◆ **Exercise requirements**: Everything before the line containing "target | muddy ground" is to be left out; repeat that line and all lines after it exactly, to the end of the data.

◆ **Recorded data**:
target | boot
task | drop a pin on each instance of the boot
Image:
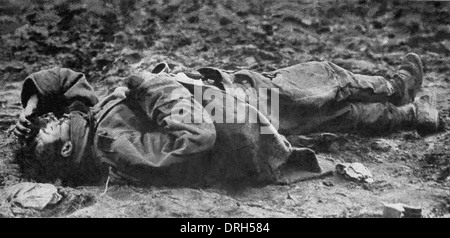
(427, 117)
(409, 78)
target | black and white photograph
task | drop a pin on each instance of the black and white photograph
(224, 109)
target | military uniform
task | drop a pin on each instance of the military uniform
(135, 136)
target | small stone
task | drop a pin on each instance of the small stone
(393, 210)
(328, 183)
(382, 145)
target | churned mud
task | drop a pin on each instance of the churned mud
(367, 37)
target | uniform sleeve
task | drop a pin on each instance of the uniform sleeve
(174, 108)
(57, 89)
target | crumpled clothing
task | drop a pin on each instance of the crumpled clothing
(32, 195)
(355, 171)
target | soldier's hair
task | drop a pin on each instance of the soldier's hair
(47, 165)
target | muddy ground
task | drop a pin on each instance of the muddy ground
(109, 39)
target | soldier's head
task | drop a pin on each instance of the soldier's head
(46, 154)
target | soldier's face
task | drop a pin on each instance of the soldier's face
(54, 134)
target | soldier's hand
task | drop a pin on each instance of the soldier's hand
(23, 126)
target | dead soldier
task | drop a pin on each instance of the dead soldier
(134, 134)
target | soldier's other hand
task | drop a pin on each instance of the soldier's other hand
(23, 126)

◆ **Finished task**:
target | muddy ground
task | drop a pin on each instance of the muddy ground
(109, 39)
target | soldier's head
task | drop a pin on each instance of the soldier's head
(46, 154)
target | soldier's face
task | drop a pin on each instance of the soldier's face
(54, 134)
target | soldier's hand
task | drop a pin on each instance of the soldier's hand
(23, 126)
target | dead soldier
task | drop a pin on each instance of the dead soldier
(134, 134)
target | soldier's other hand
task | drop a pin on each instance of the soldier's other hand
(23, 126)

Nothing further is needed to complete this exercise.